» **Recorded data**:
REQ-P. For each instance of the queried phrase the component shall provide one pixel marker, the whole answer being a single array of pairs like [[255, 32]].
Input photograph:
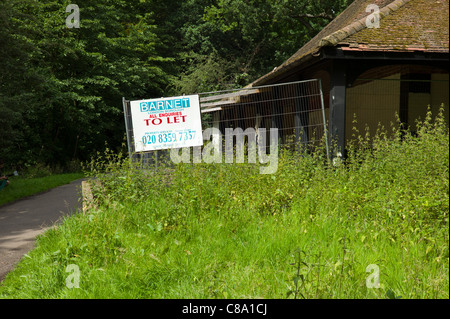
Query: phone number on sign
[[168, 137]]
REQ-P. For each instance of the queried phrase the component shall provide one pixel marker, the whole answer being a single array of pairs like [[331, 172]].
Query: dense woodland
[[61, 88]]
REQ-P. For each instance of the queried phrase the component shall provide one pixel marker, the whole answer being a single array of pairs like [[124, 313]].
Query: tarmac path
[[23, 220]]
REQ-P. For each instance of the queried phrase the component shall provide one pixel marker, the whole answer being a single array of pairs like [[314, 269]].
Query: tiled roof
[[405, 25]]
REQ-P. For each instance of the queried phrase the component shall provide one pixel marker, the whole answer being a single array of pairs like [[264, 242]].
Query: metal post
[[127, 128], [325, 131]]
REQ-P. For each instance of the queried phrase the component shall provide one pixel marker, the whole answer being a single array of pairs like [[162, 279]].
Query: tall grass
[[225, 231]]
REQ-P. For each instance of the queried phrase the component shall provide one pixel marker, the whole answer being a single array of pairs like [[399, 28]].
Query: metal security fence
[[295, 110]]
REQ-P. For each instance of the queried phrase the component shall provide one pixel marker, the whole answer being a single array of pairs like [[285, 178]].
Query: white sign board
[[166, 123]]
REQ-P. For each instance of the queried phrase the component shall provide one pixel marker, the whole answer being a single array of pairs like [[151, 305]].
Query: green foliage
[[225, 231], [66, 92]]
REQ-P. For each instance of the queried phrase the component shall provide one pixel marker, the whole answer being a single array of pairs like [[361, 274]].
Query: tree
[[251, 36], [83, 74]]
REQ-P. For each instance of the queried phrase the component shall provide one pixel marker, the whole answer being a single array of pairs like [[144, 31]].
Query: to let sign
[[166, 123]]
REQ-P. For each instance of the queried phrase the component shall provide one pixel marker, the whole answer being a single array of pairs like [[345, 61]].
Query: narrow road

» **What the task asks**: Transcribe every record above exactly, leaving out the pictures.

» **Output below**:
REQ-P. For each instance of the queried phrase the component shall provide one pixel marker, the whole answer being a single array of pairs like [[255, 32]].
Input photograph:
Query: phone number on sign
[[168, 137]]
REQ-P. For each instance of the queried phrase the component shall provide one pixel marker, the whole answer being a single array of pairs like [[331, 172]].
Query: dense woodland
[[61, 88]]
REQ-P. For each instance of the queried phrase the component shall provide one pixel marker, the whole answer being a single array of pairs like [[124, 313]].
Query: tarmac path
[[23, 220]]
REQ-P. For each instance of the queried phrase the component shall provide one pixel marker, the whole answer being a single array of pairs like [[314, 269]].
Query: tiled roof
[[405, 25]]
REQ-P. For each instance of the queried phrase the component shall provide one pixel marker, the whole answer being a single array of pairs like [[264, 242]].
Query: metal post
[[127, 128], [325, 131]]
REQ-P. For each instance of the queried phrase the component shall provide one pixel marker, the whole answer being a single array of pairs like [[162, 279]].
Query: tall grass
[[225, 231]]
REQ-P. For each instance of the queried phrase the component shall provide one pixel marker, the whole answer being a single array of pairs like [[399, 28]].
Query: metal security fence
[[295, 110]]
REQ-P. For each instance of the queried phrase the component shall provide one pixel marker, the whole answer being a single array of pairs like [[285, 178]].
Query: white sign board
[[166, 123]]
REQ-P. For each instance of the queried phrase the component shall provide one pixel marker, the whole answer being a single array of pairs like [[151, 305]].
Query: green foliage
[[225, 231], [66, 92]]
REQ-P. For each instance of the queried phrase the component shall provide one pixel marker, the whole answer being a single array of pairs like [[361, 274]].
Query: tree
[[251, 36], [83, 74]]
REQ-P. For each instance of the queried phrase the component shall provide one pixel marker, the whole answer being a single array of pairs like [[144, 31]].
Query: to let sign
[[166, 123]]
REQ-P. For each instance of the queried phrase the component shall provide one pixel marker, the whole answer being a single array of pairs like [[345, 61]].
Query: narrow road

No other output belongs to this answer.